Une demande divisionnaire (demande fille) est une demande de brevet qui prend son origine dans une autre demande de brevet antérieure (demande mère).
Les effets de la division
Bénéfice de la date de dépôt antérieur
La division d’une demande de brevet français permet de déposer une demande de brevet en bénéficiant de la date de dépôt d’une autre demande française, i.e. la demande « mère » (L612-4 CPI, alinéa 2).
Constitution du dossier
Lors de la division, le dossier de la demande divisionnaire est constitué par le dossier de la demande antérieure (R612-35 CPI, alinéa 3).
Néanmoins, si la demande divisionnaire est restreinte, seule la description « restreinte » sera accessible dans ce dossier (R612-35 CPI, alinéa 3).
L’utilité des demandes divisionnaires
La division est utile principalement dans l’hypothèse où une de vos demandes contiendrait plusieurs inventions et que Examinateur a soulevé un « défaut d’unité d’invention » (L612-4 CPI, alinéa 2) : certaines inventions ont dû être abandonnées afin que l’examen puisse se poursuivre, mais pour autant, vous souhaitez protéger ces inventions.
Le dépôt d’une demande divisionnaire est tout indiqué dans cette situation.

Données sources
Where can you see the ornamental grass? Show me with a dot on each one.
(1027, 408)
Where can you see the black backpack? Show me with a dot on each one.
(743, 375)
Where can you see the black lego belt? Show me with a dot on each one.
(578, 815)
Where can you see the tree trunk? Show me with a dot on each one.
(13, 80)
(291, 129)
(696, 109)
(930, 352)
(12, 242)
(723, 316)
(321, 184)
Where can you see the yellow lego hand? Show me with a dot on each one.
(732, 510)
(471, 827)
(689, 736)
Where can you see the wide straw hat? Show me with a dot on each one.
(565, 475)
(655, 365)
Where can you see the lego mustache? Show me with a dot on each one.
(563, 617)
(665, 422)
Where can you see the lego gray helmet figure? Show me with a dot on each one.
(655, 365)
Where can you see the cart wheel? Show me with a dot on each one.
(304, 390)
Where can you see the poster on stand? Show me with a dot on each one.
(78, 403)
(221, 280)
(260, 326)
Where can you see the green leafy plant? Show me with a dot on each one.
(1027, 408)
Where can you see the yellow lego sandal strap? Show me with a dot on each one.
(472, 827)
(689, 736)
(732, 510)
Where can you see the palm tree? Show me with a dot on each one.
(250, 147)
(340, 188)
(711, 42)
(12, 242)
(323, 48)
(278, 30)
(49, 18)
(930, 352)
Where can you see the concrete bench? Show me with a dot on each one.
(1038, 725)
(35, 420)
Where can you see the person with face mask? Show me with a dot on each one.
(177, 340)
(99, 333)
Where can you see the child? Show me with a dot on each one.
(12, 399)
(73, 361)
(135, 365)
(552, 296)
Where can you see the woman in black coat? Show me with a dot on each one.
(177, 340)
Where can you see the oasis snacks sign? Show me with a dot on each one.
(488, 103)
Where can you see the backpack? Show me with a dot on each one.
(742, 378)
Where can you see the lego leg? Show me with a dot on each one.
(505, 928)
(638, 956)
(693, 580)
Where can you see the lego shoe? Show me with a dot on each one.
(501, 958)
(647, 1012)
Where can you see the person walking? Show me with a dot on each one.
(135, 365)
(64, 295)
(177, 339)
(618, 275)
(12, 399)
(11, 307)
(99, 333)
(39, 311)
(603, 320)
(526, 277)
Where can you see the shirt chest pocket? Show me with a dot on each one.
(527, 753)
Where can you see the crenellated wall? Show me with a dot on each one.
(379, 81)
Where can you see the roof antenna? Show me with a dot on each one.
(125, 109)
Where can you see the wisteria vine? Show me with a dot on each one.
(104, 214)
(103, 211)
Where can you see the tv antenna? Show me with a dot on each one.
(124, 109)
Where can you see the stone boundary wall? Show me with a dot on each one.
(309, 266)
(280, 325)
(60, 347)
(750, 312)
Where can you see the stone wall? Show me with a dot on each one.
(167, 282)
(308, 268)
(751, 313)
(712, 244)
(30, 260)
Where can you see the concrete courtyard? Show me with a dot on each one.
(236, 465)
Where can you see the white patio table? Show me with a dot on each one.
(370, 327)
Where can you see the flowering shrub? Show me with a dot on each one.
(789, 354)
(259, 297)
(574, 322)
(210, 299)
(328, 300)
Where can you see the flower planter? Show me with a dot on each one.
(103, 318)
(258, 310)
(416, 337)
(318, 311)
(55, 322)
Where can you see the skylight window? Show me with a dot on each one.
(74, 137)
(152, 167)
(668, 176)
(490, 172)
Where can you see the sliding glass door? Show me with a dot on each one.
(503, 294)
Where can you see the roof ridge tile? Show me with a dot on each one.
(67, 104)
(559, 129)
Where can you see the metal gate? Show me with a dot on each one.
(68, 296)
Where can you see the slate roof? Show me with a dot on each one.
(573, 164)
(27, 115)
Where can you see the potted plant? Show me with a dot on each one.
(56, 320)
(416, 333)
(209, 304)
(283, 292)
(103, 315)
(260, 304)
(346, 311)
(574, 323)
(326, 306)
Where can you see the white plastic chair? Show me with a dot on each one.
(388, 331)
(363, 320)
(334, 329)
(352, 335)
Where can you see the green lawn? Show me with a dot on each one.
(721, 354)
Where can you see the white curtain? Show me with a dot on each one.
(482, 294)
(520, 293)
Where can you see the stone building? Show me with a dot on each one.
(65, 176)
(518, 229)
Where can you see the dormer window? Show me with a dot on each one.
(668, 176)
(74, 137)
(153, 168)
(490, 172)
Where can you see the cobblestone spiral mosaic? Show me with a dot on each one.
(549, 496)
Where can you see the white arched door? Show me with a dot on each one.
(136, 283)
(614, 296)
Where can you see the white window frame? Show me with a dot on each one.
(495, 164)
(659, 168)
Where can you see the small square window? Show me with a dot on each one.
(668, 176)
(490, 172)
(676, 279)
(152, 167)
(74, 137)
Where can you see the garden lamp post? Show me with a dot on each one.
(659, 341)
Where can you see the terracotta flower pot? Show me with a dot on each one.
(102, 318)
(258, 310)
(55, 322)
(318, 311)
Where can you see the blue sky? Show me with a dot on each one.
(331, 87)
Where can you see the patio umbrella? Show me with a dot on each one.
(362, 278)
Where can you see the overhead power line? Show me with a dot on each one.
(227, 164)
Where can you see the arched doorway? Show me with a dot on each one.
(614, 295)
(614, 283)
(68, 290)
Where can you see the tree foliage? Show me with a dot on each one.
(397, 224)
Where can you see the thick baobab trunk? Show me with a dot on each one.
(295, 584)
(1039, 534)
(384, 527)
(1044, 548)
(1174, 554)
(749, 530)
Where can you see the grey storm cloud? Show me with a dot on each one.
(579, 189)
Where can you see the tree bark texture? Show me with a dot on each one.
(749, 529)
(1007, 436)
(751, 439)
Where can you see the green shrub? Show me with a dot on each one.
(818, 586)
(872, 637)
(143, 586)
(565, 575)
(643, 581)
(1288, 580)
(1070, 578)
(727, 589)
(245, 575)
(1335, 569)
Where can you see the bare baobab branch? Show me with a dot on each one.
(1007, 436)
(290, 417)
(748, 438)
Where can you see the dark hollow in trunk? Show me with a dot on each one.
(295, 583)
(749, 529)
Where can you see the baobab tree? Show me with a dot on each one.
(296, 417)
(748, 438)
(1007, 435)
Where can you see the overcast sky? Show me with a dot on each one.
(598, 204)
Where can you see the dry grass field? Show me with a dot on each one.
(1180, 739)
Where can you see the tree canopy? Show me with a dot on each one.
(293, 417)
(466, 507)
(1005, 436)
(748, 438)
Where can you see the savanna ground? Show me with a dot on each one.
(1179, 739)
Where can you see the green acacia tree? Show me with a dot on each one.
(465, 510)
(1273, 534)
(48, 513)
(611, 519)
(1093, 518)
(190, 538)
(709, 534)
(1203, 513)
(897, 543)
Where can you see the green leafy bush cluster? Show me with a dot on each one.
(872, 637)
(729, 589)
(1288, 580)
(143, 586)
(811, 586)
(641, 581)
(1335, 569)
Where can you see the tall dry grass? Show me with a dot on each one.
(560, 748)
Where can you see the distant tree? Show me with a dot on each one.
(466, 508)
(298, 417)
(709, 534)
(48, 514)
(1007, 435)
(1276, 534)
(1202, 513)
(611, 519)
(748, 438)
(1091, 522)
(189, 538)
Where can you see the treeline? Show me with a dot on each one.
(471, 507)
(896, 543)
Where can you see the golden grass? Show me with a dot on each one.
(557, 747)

• **Travail à faire**
A – D'après le texte sur les demandes divisionnaires, dans quelle situation le dépôt d'une demande divisionnaire est-il utile, et pourquoi ? Répondez en une à trois phrases.
B – Relevez tous les intertitres du texte sur les demandes divisionnaires.

• **Corrigés**
A – Il est utile quand une demande contient plusieurs inventions et que l'examinateur a soulevé un « défaut d'unité d'invention ». Certaines inventions ont alors dû être abandonnées pour que l'examen puisse se poursuivre. La demande divisionnaire permet de protéger quand même ces inventions.

B –
- Les effets de la division
- Bénéfice de la date de dépôt antérieur
- Constitution du dossier
- L'utilité des demandes divisionnaires